### Text passage
begin

The behavior will change in pandas 3.0. This inplace method will never work because the intermediate object on which we are setting values always behaves as a copy.

For example, when doing 'df[col].method(value, inplace=True)', try using 'df.method({col: value}, inplace=True)' or df[col] = df[col].method(value) instead, to perform the operation inplace on the original object.


  df['rating'].fillna(df['rating'].mean(), inplace=True)


In [7]:
df.isnull().sum()

anime_id    0
name        0
genre       0
type        0
episodes    0
rating      0
members     0
dtype: int64

Step 2: Feature Extraction

In [8]:
from sklearn.preprocessing import MultiLabelBinarizer

# Convert genre string into list
df['genre'] = df['genre'].fillna('Unknown').apply(lambda x: x.split(','))

# One-hot encode genres
mlb = MultiLabelBinarizer()
genre_encoded = mlb.fit_transform(df['genre'])

# Combine genre features with rating
from sklearn.preprocessing import StandardScaler
numerical_features = df[['rating', 'members']].fillna(0).values
numerical_features_scaled = StandardScaler().fit_transform(numerical_features)

# Final feature matrix
X = np.hstack([genre_encoded, numerical_features_scaled])


Step 3: Compute Cosine Similarity

In [9]:
from sklearn.metrics.pairwise import cosine_similarity

# Compute cosine similarity between all anime
cos_sim = cosine_similarity(X, X)

# Create a mapping from anime name to index
anime_indices = pd.Series(df.index, index=df['name']).drop_duplicates()


Step 4: Recommendation Function

In [10]:
def recommend_anime(title, top_n=10, similarity_threshold=0.2):
    idx = anime_indices[title]
    sim_scores = list(enumerate(cos_sim[idx]))
    
    # Filter by threshold
    sim_scores = [s for s in sim_scores if s[1] >= similarity_threshold and s[0] != idx]
    
    # Sort by similarity score
    sim_scores = sorted(sim_scores, key=lambda x: x[1], reverse=True)
    
    top_indices = [i[0] for i in sim_scores[:top_n]]
    
    return df['name'].iloc[top_indices].tolist()


In [11]:
recommend_anime("Naruto", top_n=5, similarity_threshold=0.3)

['Naruto: Shippuuden',
 'Bleach',
 'Shingeki no Kyojin',
 'Kill la Kill',
 'Angel Beats!']

Step 5: Experiment with Thresholds

In [12]:
thresholds = [0.1, 0.2, 0.3, 0.5]
for t in thresholds:
    recommendations = recommend_anime("Naruto", top_n=10, similarity_threshold=t)

end

### Data
begin

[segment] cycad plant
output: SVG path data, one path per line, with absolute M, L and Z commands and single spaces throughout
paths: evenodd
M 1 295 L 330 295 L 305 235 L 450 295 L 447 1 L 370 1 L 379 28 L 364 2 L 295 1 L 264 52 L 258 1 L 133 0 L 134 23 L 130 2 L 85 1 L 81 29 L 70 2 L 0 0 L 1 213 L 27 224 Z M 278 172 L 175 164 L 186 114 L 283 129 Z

end

### Objective
Please summarize the anime recommendation walkthrough above in three sentences.

### Response to the exercise
A pandas warning notes that chained inplace calls like 'df[col].method(value, inplace=True)' will stop working in pandas 3.0 and suggests 'df.method({col: value}, inplace=True)' or reassignment instead, and missing ratings are filled with the mean rating. Genre strings are split into lists and one-hot encoded with MultiLabelBinarizer, then combined with standardized rating and member counts into a feature matrix, and cosine similarity is computed between all anime. A recommendation function keeps titles at or above a similarity threshold, sorts them by score, and returns the top names; for "Naruto" with a 0.3 threshold it returns five titles, and the last step loops over several thresholds.